La racine antique est Kri, choisir, trier, que l’on retrouve dans le grec kritès, le juge, qui juge bien sûr avec des critères. Mais on la trouve aussi dans le latin cribrum (comme dans passer au crible) ou cerno, cernĕre, 1 distinguer, discerner, 2 distinguer avec l’intelligence, voir par la pensée, comprendre, 3 trancher, décider (Gaffiot, Dictionnaire latin-français, Paris, Hachette, 1936).

Parution du XIXe s., le Dictionnaire des dictionnaires (Bruxelles, 1835) propose de la crise une définition qui, au sens médical, inspire encore plus d’un dictionnaire contemporain : « Effort de la nature, dans les maladies, qui produit un changement subit et marqué en bien ou en mal ». On parle d’une « Bonne,mauvaise crise. Crise favorable, salutaire. Cette crise l’a sauvé ». Au figuré, d’un « Moment périlleux ou décisif d’une affaire. Une crise se prépare. Les affaires sont dans un état de crise ».

En revenant ainsi aux racines du mot, on voit donc clairement combien il importe, « au plus fort de la crise », de garder toute sa lucidité face à l’incertitude et aux situations non maîtrisées. Combien il s’agit, pour tout individu, d’exercer avec discernement son intelligence adaptative, cette intelligence supérieure que les progrès des sciences neuro-cognitives permettent de situer avec précision au niveau du néocortex préfrontal (juste derrière le front).

■ ■ ■

Questions:
1. Quelle racine antique l'extrait sur le mot crise donne-t-il à ce mot ?
2. Recopiez l'extrait sur le mot crise depuis « En revenant ainsi » jusqu'à « derrière le front). ».
3. Prolongez l'extrait sur le mot crise au-delà de sa dernière phrase.
Les données qui suivent ne sont pas nécessaires.

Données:

■ ■ ■

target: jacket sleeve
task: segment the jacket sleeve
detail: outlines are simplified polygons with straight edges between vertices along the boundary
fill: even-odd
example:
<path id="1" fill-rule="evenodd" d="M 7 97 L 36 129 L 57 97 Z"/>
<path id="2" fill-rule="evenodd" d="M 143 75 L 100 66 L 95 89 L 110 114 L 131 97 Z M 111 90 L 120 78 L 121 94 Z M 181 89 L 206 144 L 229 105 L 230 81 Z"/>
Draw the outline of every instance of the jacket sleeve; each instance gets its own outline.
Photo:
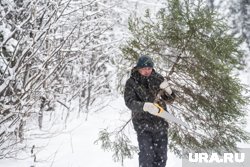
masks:
<path id="1" fill-rule="evenodd" d="M 134 88 L 135 86 L 133 86 L 133 82 L 129 79 L 126 82 L 124 91 L 125 104 L 130 110 L 141 112 L 143 111 L 144 102 L 139 101 Z"/>

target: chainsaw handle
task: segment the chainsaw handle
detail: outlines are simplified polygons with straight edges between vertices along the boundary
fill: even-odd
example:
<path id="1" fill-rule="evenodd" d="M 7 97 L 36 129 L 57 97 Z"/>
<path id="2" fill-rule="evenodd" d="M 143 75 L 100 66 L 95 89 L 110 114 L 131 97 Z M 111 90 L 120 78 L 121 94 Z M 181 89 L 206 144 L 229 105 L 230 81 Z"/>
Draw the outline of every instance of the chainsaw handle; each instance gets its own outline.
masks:
<path id="1" fill-rule="evenodd" d="M 154 103 L 154 105 L 159 109 L 158 114 L 164 111 L 164 109 L 159 104 Z"/>

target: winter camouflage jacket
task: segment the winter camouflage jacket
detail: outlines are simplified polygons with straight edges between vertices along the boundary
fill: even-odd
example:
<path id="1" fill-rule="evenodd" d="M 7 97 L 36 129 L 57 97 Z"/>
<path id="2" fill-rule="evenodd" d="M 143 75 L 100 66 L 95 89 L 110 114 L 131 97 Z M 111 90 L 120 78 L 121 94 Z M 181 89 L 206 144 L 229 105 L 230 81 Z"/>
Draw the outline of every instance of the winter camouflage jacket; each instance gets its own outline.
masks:
<path id="1" fill-rule="evenodd" d="M 135 130 L 162 130 L 168 128 L 168 123 L 160 117 L 143 111 L 145 102 L 154 102 L 160 84 L 164 78 L 155 70 L 149 77 L 140 75 L 135 68 L 131 72 L 130 78 L 125 85 L 124 99 L 127 107 L 132 111 L 132 121 Z M 162 106 L 164 109 L 166 105 Z"/>

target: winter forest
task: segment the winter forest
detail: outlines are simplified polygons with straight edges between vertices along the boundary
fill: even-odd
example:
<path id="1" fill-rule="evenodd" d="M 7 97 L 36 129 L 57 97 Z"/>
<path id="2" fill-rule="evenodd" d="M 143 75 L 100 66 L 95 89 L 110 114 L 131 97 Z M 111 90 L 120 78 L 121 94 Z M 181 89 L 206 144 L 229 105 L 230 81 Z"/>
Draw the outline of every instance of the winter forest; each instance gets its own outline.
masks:
<path id="1" fill-rule="evenodd" d="M 79 142 L 138 166 L 123 91 L 141 54 L 177 92 L 171 113 L 199 132 L 173 124 L 168 151 L 235 151 L 250 139 L 249 30 L 247 0 L 0 0 L 0 166 L 56 166 L 42 150 L 79 120 Z M 94 167 L 85 148 L 78 166 Z"/>

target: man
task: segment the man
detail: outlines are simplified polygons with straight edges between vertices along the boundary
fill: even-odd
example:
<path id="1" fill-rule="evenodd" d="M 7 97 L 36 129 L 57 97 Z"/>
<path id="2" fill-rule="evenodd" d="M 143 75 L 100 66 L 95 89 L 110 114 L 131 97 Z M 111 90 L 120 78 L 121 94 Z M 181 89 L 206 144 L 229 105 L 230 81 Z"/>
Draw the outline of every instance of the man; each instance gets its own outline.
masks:
<path id="1" fill-rule="evenodd" d="M 125 85 L 124 99 L 132 110 L 132 122 L 139 144 L 140 167 L 165 167 L 167 161 L 168 123 L 157 116 L 158 103 L 166 110 L 174 93 L 167 80 L 155 72 L 148 56 L 141 56 Z M 159 96 L 160 95 L 160 96 Z"/>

■ ■ ■

Réponses:
1. La racine Kri, qui signifie choisir, trier.

2.
En revenant ainsi aux racines du mot, on voit donc clairement combien il importe, « au plus fort de la crise », de garder toute sa lucidité face à l’incertitude et aux situations non maîtrisées. Combien il s’agit, pour tout individu, d’exercer avec discernement son intelligence adaptative, cette intelligence supérieure que les progrès des sciences neuro-cognitives permettent de situer avec précision au niveau du néocortex préfrontal (juste derrière le front).

3.
C’est le préfrontal qui est le mieux armé pour gérer l’incertain, explique Jacques Fradin, chercheur expert en neurosciences* : « Le préfrontal est interconnecté de façon directe avec l’ensemble de l’encéphale, ce qui lui permet de disposer d’une simultanéité et d’une diversité d’informations en prise directe qu’aucun autre territoire cérébral ne possède ». Une puissance neuronale exceptionnelle, indispensable à la prévention comme à la gestion de crise, consistant en « une préparation mentale aux situations d’imprévu, de complexité, de risque, de danger voire d’échec ».

S’il se vérifie que nous sommes entrés, comme l’affirment nombre d’experts et, comme tout porte à le croire (Darfour, Tsunami, Haiti, ouragan Katrina, cyclone Oli, etc), dans « l’Ere des catastrophes », à l’ampleur inégalée et croissante, c’est même au niveau sociétal (le penser global) qu’il s’agit désormais de préfrontaliser!
...Mobiliser collectivement, face au flux événementiel cataclysmique, notre cerveau préfrontal.


Car, ajoute J. Fradin, « c’est lui qui sous-tend l’émergence de toutes les richesses de l’humanité : exploration et créativité, ouverture et sagesse, subtilité et factualité, relativité et modestie, science et raison, respect de soi et des autres, et courage de ses (vraies) opinions.(…) A nous de profiter de ces précieuses connaissances pour prévenir ces méga-crises que l’on nous annonce et les transformer en opportunités (comme d’autres ont su le faire par le passé) ».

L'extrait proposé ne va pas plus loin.